— About this exercise —
The data are to be restated in full, exactly as presented.

Records from a data source:

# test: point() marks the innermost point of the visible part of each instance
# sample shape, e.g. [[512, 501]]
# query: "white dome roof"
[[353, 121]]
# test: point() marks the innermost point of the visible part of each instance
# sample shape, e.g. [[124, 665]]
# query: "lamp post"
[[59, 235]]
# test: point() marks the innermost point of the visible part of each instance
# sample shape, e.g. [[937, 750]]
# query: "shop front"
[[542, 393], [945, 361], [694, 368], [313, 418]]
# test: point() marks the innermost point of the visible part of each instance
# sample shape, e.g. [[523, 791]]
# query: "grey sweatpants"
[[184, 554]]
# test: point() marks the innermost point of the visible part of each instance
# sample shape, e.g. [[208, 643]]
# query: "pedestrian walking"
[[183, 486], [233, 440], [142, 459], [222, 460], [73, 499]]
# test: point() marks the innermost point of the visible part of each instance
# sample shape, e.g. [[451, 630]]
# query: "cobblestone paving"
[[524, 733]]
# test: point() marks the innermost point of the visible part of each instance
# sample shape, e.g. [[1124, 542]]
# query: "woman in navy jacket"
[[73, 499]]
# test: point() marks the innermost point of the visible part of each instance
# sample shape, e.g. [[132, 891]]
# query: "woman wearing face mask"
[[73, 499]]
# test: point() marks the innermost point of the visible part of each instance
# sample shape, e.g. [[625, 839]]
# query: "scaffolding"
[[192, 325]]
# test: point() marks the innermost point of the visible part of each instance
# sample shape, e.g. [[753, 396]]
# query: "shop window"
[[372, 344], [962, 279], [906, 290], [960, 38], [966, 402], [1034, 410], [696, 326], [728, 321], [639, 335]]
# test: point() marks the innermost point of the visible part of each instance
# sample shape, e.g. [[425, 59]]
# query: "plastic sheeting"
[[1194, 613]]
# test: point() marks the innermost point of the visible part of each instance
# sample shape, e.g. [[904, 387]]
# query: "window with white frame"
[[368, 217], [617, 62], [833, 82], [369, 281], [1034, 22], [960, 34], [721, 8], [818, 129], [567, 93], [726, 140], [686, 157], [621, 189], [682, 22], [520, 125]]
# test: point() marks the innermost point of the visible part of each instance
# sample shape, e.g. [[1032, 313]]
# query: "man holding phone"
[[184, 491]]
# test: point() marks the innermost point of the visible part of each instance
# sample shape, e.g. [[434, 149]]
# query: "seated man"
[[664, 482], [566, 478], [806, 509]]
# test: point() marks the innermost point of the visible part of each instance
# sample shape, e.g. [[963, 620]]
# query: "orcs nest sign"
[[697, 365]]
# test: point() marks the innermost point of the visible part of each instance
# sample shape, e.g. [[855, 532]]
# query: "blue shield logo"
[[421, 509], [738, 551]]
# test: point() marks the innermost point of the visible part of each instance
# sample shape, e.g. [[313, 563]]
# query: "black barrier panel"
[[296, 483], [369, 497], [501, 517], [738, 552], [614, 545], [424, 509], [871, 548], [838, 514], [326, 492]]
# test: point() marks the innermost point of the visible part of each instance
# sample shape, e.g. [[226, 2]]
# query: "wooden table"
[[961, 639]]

— Response to the task —
# test: point() marks the innermost point of the visible part of each instance
# sample shape, e.g. [[512, 501]]
# query: "white dome roof"
[[353, 121]]
# test: point() marks the innermost point of the visible part of each instance
# sample shape, e.g. [[124, 665]]
# query: "lamp post"
[[59, 235]]
# test: point() marks the innermost point of the visible part of each instance
# sample shape, e.g. [[937, 750]]
# query: "shop front"
[[542, 393], [945, 361], [694, 368], [313, 418]]
# test: point() marks the innermost point of the visible part of each instance
# sample shape, e.g. [[523, 791]]
# query: "grey sweatpants"
[[184, 554]]
# test: point() marks the innermost point of the visible part of each instance
# sample shape, e.g. [[208, 643]]
# query: "pedestrian walking"
[[183, 486], [233, 440], [142, 459], [222, 460], [73, 499]]
# test: point() marks the innermost point of the visible part of each instance
# sample shape, e.g. [[451, 630]]
# query: "cobblestone paving"
[[524, 733]]
# test: point() marks the innermost point of the visible part of each instance
# sample shape, e.g. [[1124, 542]]
# query: "woman in navy jacket"
[[73, 499]]
# test: point() marks the innermost point of the visible part of each instance
# sample shape, e.g. [[132, 891]]
# query: "woman wearing face mask"
[[73, 499]]
# test: point() marks the innermost point of the visible part of each instance
# sample shape, e.g. [[625, 839]]
# query: "scaffolding"
[[192, 325]]
# test: point() marks the innermost point of the visible part of each instance
# sample shape, e.g. [[753, 396]]
# query: "shop window"
[[372, 344], [962, 279], [906, 290], [960, 38], [966, 402], [1034, 410], [696, 326], [728, 321], [639, 335]]
# test: point() marks the innermost point of the visible part of each instance
# sample shape, e.g. [[425, 59]]
# query: "plastic sheeting"
[[1194, 613]]
# test: point() marks the innermost point of the visible part of each instance
# sample shape, e.g. [[904, 387]]
# query: "window with white frame"
[[368, 217], [617, 62], [833, 82], [369, 281], [1034, 22], [960, 34], [721, 8], [818, 129], [567, 93], [726, 140], [686, 157], [621, 189], [682, 22], [520, 125]]
# test: point() marks the innermost point of the visible part of each instance
# sample shape, e.g. [[1032, 313]]
# query: "man holding phone"
[[184, 491]]
# test: point() marks the innermost point of the visible part of each instance
# sample shape, e.g. [[434, 149]]
# query: "seated man"
[[664, 482], [566, 478], [806, 509]]
# test: point() marks the innermost point of the visible part of each instance
# sample shape, e.g. [[963, 620]]
# query: "orcs nest sign"
[[697, 365]]
# test: point() marks the innermost point of the visible part of each instance
# sample shape, e.g. [[855, 532]]
# query: "blue shield logo"
[[421, 509], [738, 551]]
# test: point() marks the innermost point of the visible part of each instance
# sample shape, e.g. [[313, 563]]
# query: "black barrier panel"
[[296, 483], [369, 497], [501, 517], [738, 552], [614, 545], [424, 509], [871, 548], [838, 514], [326, 492]]
# test: point() marks the innermost point of the visible part of each instance
# sample shape, e.g. [[226, 2]]
# query: "wooden table"
[[961, 639]]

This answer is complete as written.